--- AIM OF THE TASK ---
Can you print the lines of the material below, from the line with "segment **serrated leaf**, all instances" up to and including the line with "215 251 L 214", reproducing each one character for character and nothing else?

Entries from a dataset
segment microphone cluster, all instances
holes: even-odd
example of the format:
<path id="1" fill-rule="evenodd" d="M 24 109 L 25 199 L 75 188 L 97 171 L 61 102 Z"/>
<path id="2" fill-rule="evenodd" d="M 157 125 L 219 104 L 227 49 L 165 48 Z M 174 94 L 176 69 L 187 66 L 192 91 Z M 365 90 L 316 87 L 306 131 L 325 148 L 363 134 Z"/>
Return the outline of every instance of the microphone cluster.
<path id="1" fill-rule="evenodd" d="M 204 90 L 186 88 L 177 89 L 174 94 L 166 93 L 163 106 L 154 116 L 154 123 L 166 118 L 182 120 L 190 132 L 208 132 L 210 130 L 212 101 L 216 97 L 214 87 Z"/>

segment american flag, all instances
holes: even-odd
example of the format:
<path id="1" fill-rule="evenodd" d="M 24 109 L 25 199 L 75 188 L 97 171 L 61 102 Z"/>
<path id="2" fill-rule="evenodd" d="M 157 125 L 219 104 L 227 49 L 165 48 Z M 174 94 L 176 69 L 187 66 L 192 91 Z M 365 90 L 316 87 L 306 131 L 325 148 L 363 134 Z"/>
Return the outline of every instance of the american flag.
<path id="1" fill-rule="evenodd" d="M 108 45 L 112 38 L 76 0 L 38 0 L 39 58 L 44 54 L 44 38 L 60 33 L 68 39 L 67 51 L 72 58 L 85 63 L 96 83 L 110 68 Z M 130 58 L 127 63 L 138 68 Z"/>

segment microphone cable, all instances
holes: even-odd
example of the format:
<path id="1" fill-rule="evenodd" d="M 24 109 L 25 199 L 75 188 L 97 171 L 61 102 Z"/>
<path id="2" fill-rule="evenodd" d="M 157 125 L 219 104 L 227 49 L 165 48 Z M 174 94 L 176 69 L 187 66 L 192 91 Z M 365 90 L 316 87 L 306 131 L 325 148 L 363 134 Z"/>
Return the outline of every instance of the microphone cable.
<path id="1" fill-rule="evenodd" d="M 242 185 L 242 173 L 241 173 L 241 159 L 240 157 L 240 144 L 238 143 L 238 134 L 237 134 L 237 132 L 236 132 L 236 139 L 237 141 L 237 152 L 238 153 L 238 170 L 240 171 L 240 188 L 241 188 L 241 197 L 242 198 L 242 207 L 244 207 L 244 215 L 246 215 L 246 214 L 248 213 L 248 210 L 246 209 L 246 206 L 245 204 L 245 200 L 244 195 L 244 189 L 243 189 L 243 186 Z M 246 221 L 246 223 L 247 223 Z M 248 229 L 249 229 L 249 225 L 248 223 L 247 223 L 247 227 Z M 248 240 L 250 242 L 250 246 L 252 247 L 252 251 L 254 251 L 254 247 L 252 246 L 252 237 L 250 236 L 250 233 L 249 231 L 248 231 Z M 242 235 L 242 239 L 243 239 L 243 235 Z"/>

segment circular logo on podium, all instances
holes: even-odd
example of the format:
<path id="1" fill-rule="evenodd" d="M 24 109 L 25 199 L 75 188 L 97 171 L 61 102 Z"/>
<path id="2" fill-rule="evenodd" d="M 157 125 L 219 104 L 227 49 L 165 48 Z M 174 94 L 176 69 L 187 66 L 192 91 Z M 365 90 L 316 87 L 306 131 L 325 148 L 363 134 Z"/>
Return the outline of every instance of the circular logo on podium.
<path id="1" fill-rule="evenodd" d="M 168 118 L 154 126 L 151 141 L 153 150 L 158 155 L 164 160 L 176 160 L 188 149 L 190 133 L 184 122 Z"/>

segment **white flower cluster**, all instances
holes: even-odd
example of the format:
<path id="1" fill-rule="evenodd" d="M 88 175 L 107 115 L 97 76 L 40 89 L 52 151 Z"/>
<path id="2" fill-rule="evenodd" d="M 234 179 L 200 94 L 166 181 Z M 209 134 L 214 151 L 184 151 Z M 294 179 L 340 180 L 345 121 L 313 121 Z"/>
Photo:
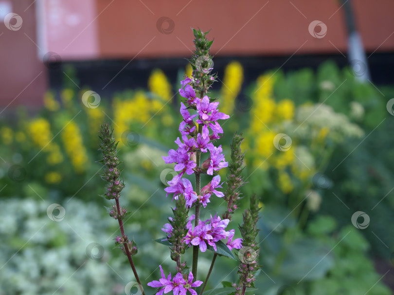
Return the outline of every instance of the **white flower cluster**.
<path id="1" fill-rule="evenodd" d="M 128 269 L 120 266 L 123 255 L 110 257 L 113 241 L 101 208 L 73 198 L 65 201 L 65 217 L 57 222 L 47 215 L 50 204 L 38 198 L 0 201 L 0 295 L 107 295 L 123 289 L 125 283 L 106 262 L 121 273 Z"/>

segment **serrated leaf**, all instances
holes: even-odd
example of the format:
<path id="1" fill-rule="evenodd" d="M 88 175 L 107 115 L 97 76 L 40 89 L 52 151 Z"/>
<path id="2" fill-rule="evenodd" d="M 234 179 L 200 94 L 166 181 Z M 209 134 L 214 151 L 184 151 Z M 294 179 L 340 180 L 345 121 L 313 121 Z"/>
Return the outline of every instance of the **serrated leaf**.
<path id="1" fill-rule="evenodd" d="M 156 240 L 154 240 L 155 242 L 157 242 L 159 244 L 162 244 L 163 245 L 165 245 L 166 246 L 172 246 L 171 244 L 170 244 L 170 242 L 168 242 L 168 240 L 165 240 L 165 241 L 162 241 L 165 239 L 167 239 L 167 237 L 164 237 L 163 238 L 161 238 L 160 239 L 156 239 Z"/>
<path id="2" fill-rule="evenodd" d="M 226 280 L 222 281 L 222 284 L 224 287 L 233 287 L 233 283 Z"/>
<path id="3" fill-rule="evenodd" d="M 235 257 L 234 256 L 234 254 L 233 254 L 233 252 L 230 251 L 230 249 L 229 249 L 227 245 L 226 245 L 221 241 L 216 242 L 216 251 L 215 251 L 214 247 L 211 245 L 208 245 L 208 247 L 207 247 L 208 250 L 210 250 L 214 253 L 217 253 L 218 254 L 220 255 L 230 257 L 234 260 L 235 260 Z"/>

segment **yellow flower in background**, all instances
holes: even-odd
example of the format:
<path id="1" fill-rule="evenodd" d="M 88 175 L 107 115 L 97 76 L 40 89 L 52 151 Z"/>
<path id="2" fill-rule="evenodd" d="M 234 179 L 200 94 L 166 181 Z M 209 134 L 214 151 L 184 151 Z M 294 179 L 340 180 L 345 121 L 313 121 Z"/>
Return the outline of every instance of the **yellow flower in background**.
<path id="1" fill-rule="evenodd" d="M 75 93 L 72 89 L 66 88 L 63 89 L 60 93 L 60 98 L 63 105 L 66 108 L 69 108 L 72 105 L 72 98 Z"/>
<path id="2" fill-rule="evenodd" d="M 290 99 L 283 99 L 276 106 L 276 114 L 280 120 L 291 120 L 294 116 L 294 103 Z"/>
<path id="3" fill-rule="evenodd" d="M 26 135 L 21 131 L 18 131 L 15 133 L 15 139 L 19 143 L 23 143 L 26 141 Z"/>
<path id="4" fill-rule="evenodd" d="M 164 72 L 160 69 L 153 70 L 148 80 L 148 88 L 149 91 L 166 101 L 170 100 L 172 97 L 171 85 Z"/>
<path id="5" fill-rule="evenodd" d="M 48 91 L 44 95 L 44 106 L 51 112 L 57 111 L 60 107 L 60 104 L 54 98 L 53 92 Z"/>
<path id="6" fill-rule="evenodd" d="M 1 127 L 0 129 L 0 134 L 1 136 L 1 142 L 5 145 L 9 145 L 12 142 L 14 132 L 11 128 L 8 127 Z"/>
<path id="7" fill-rule="evenodd" d="M 241 64 L 232 62 L 224 69 L 224 77 L 220 90 L 222 97 L 221 111 L 225 114 L 233 113 L 235 98 L 241 90 L 244 81 L 244 70 Z"/>
<path id="8" fill-rule="evenodd" d="M 75 171 L 78 173 L 84 171 L 88 157 L 81 131 L 76 123 L 71 121 L 66 126 L 62 132 L 62 140 Z"/>
<path id="9" fill-rule="evenodd" d="M 51 125 L 45 119 L 37 118 L 32 120 L 28 126 L 28 133 L 32 140 L 38 148 L 48 153 L 47 162 L 54 165 L 63 161 L 63 154 L 59 146 L 53 142 L 53 135 L 51 131 Z M 19 139 L 24 140 L 22 132 L 18 134 Z"/>
<path id="10" fill-rule="evenodd" d="M 154 124 L 154 120 L 150 121 L 151 118 L 161 113 L 164 105 L 159 100 L 151 99 L 143 91 L 138 91 L 131 98 L 126 99 L 115 98 L 112 102 L 114 129 L 115 138 L 120 141 L 119 144 L 123 144 L 121 140 L 123 133 L 130 129 L 132 124 L 143 125 L 148 122 Z M 162 120 L 164 125 L 172 125 L 173 119 L 166 115 Z"/>
<path id="11" fill-rule="evenodd" d="M 57 184 L 62 180 L 62 176 L 57 172 L 48 172 L 44 177 L 45 181 L 51 184 Z"/>
<path id="12" fill-rule="evenodd" d="M 272 98 L 274 77 L 260 76 L 257 80 L 256 90 L 252 94 L 253 107 L 251 112 L 252 131 L 258 132 L 270 123 L 274 117 L 276 104 Z"/>
<path id="13" fill-rule="evenodd" d="M 259 156 L 266 158 L 276 150 L 273 145 L 273 140 L 276 135 L 272 131 L 266 130 L 261 131 L 257 135 L 255 150 Z"/>
<path id="14" fill-rule="evenodd" d="M 100 130 L 100 126 L 103 124 L 105 115 L 103 113 L 102 109 L 100 107 L 85 109 L 89 124 L 89 132 L 95 139 L 97 137 L 96 135 Z"/>
<path id="15" fill-rule="evenodd" d="M 186 65 L 186 71 L 185 71 L 185 75 L 187 76 L 189 78 L 192 77 L 193 72 L 193 68 L 192 67 L 191 64 L 188 63 Z"/>
<path id="16" fill-rule="evenodd" d="M 291 193 L 294 189 L 290 176 L 284 171 L 279 171 L 278 185 L 285 194 Z"/>
<path id="17" fill-rule="evenodd" d="M 63 162 L 63 154 L 57 144 L 51 143 L 49 145 L 47 151 L 47 163 L 50 165 L 55 165 Z"/>
<path id="18" fill-rule="evenodd" d="M 44 151 L 48 150 L 53 138 L 49 122 L 43 118 L 37 118 L 30 123 L 28 129 L 35 144 Z"/>

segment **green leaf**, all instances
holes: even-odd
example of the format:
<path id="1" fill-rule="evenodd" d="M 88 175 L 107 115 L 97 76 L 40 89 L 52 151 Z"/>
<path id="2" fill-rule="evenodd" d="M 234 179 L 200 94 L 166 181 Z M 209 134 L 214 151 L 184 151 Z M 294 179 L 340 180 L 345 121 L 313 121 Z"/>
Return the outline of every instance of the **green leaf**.
<path id="1" fill-rule="evenodd" d="M 231 283 L 230 282 L 229 282 L 229 281 L 226 281 L 226 280 L 223 281 L 222 282 L 222 284 L 223 285 L 223 286 L 224 287 L 227 287 L 231 288 L 231 287 L 233 287 L 233 283 Z"/>
<path id="2" fill-rule="evenodd" d="M 230 257 L 234 260 L 235 260 L 235 257 L 234 256 L 234 254 L 233 254 L 233 252 L 230 251 L 230 249 L 229 249 L 227 245 L 226 245 L 221 241 L 216 242 L 216 251 L 215 251 L 213 247 L 212 247 L 212 246 L 211 245 L 208 245 L 207 247 L 207 249 L 208 250 L 210 250 L 214 253 L 217 253 L 219 255 Z"/>
<path id="3" fill-rule="evenodd" d="M 168 242 L 168 240 L 166 240 L 165 241 L 162 241 L 162 240 L 164 240 L 164 239 L 166 239 L 167 237 L 164 237 L 163 238 L 161 238 L 160 239 L 156 239 L 156 240 L 154 240 L 155 242 L 157 242 L 159 244 L 162 244 L 163 245 L 165 245 L 166 246 L 172 246 L 172 245 L 170 244 L 170 242 Z"/>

--- RESPONSE TO THE TASK ---
segment **serrated leaf**, all instances
holes: even-odd
example of the format:
<path id="1" fill-rule="evenodd" d="M 88 175 L 107 115 L 97 76 L 40 89 L 52 151 Z"/>
<path id="2" fill-rule="evenodd" d="M 234 179 L 200 94 L 166 181 Z M 209 134 L 214 151 L 184 151 Z M 294 179 L 340 180 L 345 121 L 313 121 Z"/>
Return the outline of every instance of the **serrated leaf**.
<path id="1" fill-rule="evenodd" d="M 156 240 L 154 240 L 155 242 L 157 242 L 159 244 L 162 244 L 163 245 L 165 245 L 166 246 L 172 246 L 171 244 L 170 244 L 170 242 L 168 242 L 168 240 L 165 240 L 165 241 L 162 241 L 165 239 L 167 239 L 167 237 L 164 237 L 163 238 L 161 238 L 160 239 L 156 239 Z"/>
<path id="2" fill-rule="evenodd" d="M 226 280 L 222 281 L 222 284 L 224 287 L 233 287 L 233 283 Z"/>
<path id="3" fill-rule="evenodd" d="M 235 257 L 234 256 L 234 254 L 233 254 L 233 252 L 230 251 L 230 249 L 229 249 L 227 245 L 226 245 L 221 241 L 216 242 L 216 251 L 215 251 L 214 247 L 211 245 L 208 245 L 208 247 L 207 247 L 208 250 L 210 250 L 214 253 L 217 253 L 218 254 L 220 255 L 230 257 L 234 260 L 235 260 Z"/>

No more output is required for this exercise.